§ **Task**: Count the lines in the records below that contain the string "arched". Reply with the number only.

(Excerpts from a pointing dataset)
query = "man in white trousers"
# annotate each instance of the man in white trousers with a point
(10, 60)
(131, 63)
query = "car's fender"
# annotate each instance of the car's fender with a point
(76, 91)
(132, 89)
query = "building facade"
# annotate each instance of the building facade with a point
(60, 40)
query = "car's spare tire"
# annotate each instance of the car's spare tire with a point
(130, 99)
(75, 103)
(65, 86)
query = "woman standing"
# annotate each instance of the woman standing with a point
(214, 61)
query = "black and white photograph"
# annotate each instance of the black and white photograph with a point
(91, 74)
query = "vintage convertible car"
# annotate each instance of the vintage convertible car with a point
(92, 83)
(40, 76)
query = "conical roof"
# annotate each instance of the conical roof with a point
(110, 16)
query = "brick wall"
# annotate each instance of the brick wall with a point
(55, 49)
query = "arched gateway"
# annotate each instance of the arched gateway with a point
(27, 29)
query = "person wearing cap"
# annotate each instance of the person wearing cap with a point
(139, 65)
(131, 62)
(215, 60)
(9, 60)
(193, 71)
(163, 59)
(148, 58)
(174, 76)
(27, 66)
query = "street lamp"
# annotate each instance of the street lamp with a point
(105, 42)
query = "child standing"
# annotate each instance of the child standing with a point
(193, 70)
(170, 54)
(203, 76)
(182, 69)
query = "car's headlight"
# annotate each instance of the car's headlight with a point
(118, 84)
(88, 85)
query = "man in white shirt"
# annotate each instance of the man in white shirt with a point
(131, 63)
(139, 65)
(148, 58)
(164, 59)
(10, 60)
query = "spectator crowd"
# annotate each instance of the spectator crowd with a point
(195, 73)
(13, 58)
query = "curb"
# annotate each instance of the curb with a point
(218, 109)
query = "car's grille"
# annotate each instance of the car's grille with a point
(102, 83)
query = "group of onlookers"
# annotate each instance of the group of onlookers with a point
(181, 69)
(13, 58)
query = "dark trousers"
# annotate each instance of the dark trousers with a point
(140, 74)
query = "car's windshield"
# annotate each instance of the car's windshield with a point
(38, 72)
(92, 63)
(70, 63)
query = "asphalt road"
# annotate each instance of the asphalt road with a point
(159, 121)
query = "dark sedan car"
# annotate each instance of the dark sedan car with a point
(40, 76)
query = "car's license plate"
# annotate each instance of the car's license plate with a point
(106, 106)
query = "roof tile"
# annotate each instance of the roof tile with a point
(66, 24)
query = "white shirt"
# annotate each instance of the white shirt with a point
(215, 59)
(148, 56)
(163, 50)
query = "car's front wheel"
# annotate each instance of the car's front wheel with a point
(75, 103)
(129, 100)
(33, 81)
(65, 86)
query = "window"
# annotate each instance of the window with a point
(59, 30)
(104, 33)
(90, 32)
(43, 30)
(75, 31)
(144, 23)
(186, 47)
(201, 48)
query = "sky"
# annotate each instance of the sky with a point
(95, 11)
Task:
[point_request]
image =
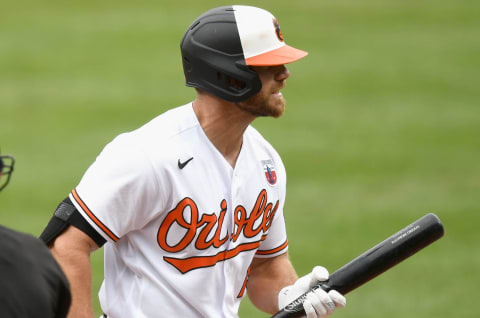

§ **Problem solution**: 2